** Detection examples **
####

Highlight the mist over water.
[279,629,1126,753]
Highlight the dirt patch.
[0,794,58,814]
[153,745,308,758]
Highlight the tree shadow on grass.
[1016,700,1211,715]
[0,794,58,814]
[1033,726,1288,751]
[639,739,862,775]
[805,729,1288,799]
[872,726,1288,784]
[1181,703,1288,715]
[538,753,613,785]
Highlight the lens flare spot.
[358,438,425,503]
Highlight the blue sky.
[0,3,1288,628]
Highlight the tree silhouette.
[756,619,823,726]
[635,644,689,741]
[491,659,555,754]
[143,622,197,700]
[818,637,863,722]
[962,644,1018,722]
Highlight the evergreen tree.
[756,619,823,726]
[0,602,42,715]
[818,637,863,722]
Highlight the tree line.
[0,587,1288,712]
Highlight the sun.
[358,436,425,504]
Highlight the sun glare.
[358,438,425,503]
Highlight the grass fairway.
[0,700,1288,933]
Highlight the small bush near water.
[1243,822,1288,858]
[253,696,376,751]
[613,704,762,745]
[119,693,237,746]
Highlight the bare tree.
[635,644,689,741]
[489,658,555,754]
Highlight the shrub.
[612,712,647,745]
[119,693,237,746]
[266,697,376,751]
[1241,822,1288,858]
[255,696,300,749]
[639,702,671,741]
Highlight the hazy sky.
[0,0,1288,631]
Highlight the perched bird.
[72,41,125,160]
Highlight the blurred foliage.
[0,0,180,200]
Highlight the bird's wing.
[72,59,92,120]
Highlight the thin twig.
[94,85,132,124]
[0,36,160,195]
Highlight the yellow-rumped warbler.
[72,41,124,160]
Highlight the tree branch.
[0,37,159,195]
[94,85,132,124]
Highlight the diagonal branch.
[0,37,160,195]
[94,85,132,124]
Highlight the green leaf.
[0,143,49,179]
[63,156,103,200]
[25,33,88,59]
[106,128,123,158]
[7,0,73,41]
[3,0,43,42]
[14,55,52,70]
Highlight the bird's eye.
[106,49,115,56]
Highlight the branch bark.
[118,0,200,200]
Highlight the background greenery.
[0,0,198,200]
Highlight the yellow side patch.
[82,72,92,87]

####

** Directions **
Replace "Highlight" with "Locate" throughout the records above, leaving everything else unchanged.

** Result for this task **
Locate the mist over water.
[279,629,1126,753]
Locate the dirt patch.
[0,794,58,814]
[153,745,308,758]
Locate the tree shadow on grass.
[1016,700,1211,715]
[0,794,58,814]
[1033,726,1288,751]
[639,739,862,775]
[805,729,1288,799]
[872,726,1288,784]
[1181,703,1288,715]
[538,753,613,785]
Locate the lens flare spot.
[358,438,425,503]
Locate the blue sky.
[0,3,1288,628]
Locate the tree silhouette.
[756,619,823,726]
[635,644,689,741]
[491,659,555,754]
[143,622,197,700]
[818,637,863,722]
[962,644,1018,722]
Locate the evergreen tree.
[756,619,823,726]
[0,602,42,715]
[818,637,863,722]
Locate the tree line.
[0,587,1288,712]
Locate the sun.
[358,436,425,504]
Locate the sun glare.
[358,438,425,503]
Locate the grass fairway.
[0,700,1288,933]
Locate the small bush near water.
[1243,822,1288,858]
[253,696,376,751]
[613,704,762,745]
[119,693,237,746]
Locate the bare tree.
[635,644,689,741]
[489,658,555,754]
Locate the shrub.
[612,712,647,745]
[119,693,237,746]
[266,697,376,751]
[1241,822,1288,858]
[255,696,300,749]
[639,702,671,741]
Locate the hazy sky.
[0,0,1288,631]
Locate the perched bird.
[72,41,125,160]
Locate the blurred foliage.
[0,0,180,200]
Locate the bird's wing.
[72,59,92,120]
Locate the thin twig.
[94,85,132,124]
[0,36,160,195]
Locate the yellow-rumped warbler.
[72,41,124,160]
Locate the tree branch.
[0,37,159,195]
[94,85,132,124]
Locate the diagonal branch.
[0,37,160,195]
[94,85,132,124]
Locate the green leaf.
[0,143,49,179]
[63,156,103,200]
[25,33,88,59]
[106,128,123,158]
[7,0,73,41]
[3,0,43,42]
[14,55,52,70]
Locate the bird's eye.
[106,49,115,56]
Locate the branch bark.
[118,0,200,200]
Locate the background greenery.
[0,0,198,200]
Locate the yellow side patch.
[82,72,92,87]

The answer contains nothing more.